→ Working data:
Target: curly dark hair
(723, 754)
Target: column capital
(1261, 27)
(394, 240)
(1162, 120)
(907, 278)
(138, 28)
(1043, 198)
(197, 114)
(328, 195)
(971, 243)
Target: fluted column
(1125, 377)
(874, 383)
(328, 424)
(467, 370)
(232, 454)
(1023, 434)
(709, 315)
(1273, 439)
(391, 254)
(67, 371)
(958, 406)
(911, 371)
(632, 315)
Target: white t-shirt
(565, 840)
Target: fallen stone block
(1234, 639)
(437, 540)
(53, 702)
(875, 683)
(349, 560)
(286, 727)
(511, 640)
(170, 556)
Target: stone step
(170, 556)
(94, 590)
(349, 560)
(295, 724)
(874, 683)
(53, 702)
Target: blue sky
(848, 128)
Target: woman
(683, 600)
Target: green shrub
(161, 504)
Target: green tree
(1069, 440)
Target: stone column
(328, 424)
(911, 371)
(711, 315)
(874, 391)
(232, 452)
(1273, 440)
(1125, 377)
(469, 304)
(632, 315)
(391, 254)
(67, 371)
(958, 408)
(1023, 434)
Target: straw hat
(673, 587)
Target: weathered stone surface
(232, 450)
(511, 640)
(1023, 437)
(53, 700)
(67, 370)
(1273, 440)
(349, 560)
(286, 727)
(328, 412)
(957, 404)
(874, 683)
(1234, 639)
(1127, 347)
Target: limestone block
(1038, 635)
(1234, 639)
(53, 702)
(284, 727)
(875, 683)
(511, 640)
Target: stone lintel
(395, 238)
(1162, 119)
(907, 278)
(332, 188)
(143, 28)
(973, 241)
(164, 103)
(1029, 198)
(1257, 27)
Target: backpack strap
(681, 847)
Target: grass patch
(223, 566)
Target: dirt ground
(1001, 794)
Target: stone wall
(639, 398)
==
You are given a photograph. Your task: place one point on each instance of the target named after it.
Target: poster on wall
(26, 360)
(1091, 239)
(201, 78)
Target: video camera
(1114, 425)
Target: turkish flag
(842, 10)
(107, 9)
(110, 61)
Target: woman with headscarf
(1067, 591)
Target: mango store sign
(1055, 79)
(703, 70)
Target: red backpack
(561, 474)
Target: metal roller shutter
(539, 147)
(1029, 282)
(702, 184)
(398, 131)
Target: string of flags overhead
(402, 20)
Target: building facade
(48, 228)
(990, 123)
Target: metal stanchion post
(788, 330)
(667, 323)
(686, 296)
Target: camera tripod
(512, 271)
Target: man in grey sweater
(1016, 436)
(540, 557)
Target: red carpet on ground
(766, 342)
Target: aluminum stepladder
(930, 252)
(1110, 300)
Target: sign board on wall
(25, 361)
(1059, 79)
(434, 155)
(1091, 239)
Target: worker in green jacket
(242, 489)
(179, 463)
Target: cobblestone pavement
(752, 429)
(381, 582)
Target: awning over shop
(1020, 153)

→ What to produce: Can you update the rows from the line with "Target: curly dark hair" through the line with "(1069, 440)" by swapping "white t-shirt" for "white shirt", and give those lines back with nothing else changed?

→ Worked solution:
Target: curly dark hair
(723, 754)
Target: column capital
(1261, 27)
(394, 240)
(1162, 120)
(907, 278)
(138, 28)
(1043, 198)
(197, 114)
(328, 195)
(971, 243)
Target: fluted column
(1125, 377)
(874, 383)
(328, 424)
(467, 370)
(232, 454)
(1023, 434)
(709, 315)
(1273, 439)
(391, 254)
(67, 371)
(958, 406)
(911, 371)
(632, 315)
Target: white shirt
(565, 840)
Target: fallen stone block
(1234, 639)
(437, 540)
(53, 702)
(875, 683)
(349, 560)
(286, 727)
(511, 640)
(170, 556)
Target: stone step
(170, 556)
(94, 590)
(349, 560)
(295, 724)
(874, 683)
(53, 702)
Target: blue sky
(848, 128)
Target: woman
(683, 600)
Target: green shrub
(161, 504)
Target: green tree
(1069, 440)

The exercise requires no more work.